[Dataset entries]
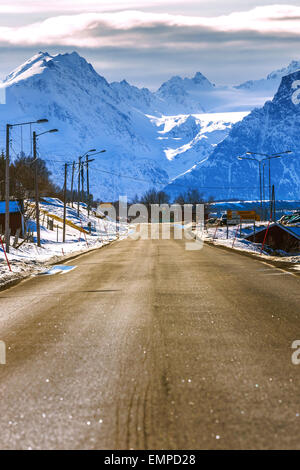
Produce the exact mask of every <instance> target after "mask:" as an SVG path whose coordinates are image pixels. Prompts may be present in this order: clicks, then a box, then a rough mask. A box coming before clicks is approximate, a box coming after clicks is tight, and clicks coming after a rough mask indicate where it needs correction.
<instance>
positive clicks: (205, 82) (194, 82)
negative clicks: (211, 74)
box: [192, 72, 210, 85]
mask: <svg viewBox="0 0 300 470" xmlns="http://www.w3.org/2000/svg"><path fill="white" fill-rule="evenodd" d="M192 81H193V82H194V83H195V84H196V85H200V84H203V83H207V82H208V83H210V81H209V80H208V79H207V78H206V77H205V76H204V75H203V74H202V73H201V72H196V74H195V76H194V77H193V78H192Z"/></svg>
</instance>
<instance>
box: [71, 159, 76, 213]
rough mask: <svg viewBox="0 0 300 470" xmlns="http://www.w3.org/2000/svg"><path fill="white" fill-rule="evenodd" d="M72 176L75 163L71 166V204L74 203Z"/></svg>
mask: <svg viewBox="0 0 300 470" xmlns="http://www.w3.org/2000/svg"><path fill="white" fill-rule="evenodd" d="M74 174H75V162H73V164H72V179H71V204H72V207H74V206H73V203H74Z"/></svg>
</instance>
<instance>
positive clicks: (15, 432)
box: [0, 239, 300, 449]
mask: <svg viewBox="0 0 300 470" xmlns="http://www.w3.org/2000/svg"><path fill="white" fill-rule="evenodd" d="M68 264H69V265H74V266H77V268H76V269H74V270H73V271H71V272H69V273H67V274H58V275H55V276H37V277H34V278H31V279H30V280H28V281H24V282H22V283H20V284H19V285H17V286H15V287H13V288H10V289H8V290H5V291H2V292H0V339H1V340H3V341H5V342H6V345H7V364H6V365H0V448H1V449H29V448H32V449H193V448H194V449H253V448H255V449H274V448H277V449H283V448H297V449H300V438H299V427H300V365H299V366H296V365H293V364H292V362H291V354H292V352H293V351H292V349H291V344H292V342H293V341H294V340H296V339H300V319H299V316H300V308H299V306H300V289H299V288H300V278H299V277H296V276H293V275H292V274H289V273H285V272H283V271H280V270H278V269H275V268H273V267H272V266H268V265H266V264H264V263H261V262H260V261H257V260H254V259H252V258H249V257H245V256H241V255H239V254H236V253H231V252H228V251H224V250H222V249H219V248H215V247H211V246H205V247H204V249H203V250H201V251H186V250H185V244H184V242H183V241H181V240H174V239H171V240H144V241H143V240H140V241H133V240H129V239H128V240H124V241H121V242H117V243H114V244H112V245H111V246H108V247H105V248H103V249H101V250H98V251H94V252H91V253H90V254H86V255H84V256H81V257H79V258H77V259H75V260H72V261H70V262H69V263H68Z"/></svg>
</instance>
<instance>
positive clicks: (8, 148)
mask: <svg viewBox="0 0 300 470" xmlns="http://www.w3.org/2000/svg"><path fill="white" fill-rule="evenodd" d="M10 128H11V125H10V124H6V159H5V244H6V253H9V245H10V226H9V163H10V162H9V144H10V136H9V133H10Z"/></svg>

* **DIRECTIONS**: Without the pictures, copy the entries from their first line through the line containing "box: [71, 159, 76, 213]", and only those lines.

* **RESPONSE FOR THIS EXERCISE**:
Produce the exact mask of every <instance> target after "mask:" as an SVG path whose coordinates are image pixels. Prompts may be present in this order: clicks, then a box, then a rough mask. A box coming before clicks is approximate, a box coming after clicks is tight, and clicks coming after a rough mask indicate where it needs correction.
<instance>
positive clicks: (205, 82) (194, 82)
negative clicks: (211, 74)
box: [192, 72, 210, 85]
mask: <svg viewBox="0 0 300 470" xmlns="http://www.w3.org/2000/svg"><path fill="white" fill-rule="evenodd" d="M192 81H193V82H194V83H195V84H196V85H200V84H203V83H207V82H208V83H210V81H209V80H208V79H207V78H206V77H205V76H204V75H203V74H202V73H201V72H196V74H195V76H194V77H193V78H192Z"/></svg>
</instance>
<instance>
box: [71, 159, 76, 213]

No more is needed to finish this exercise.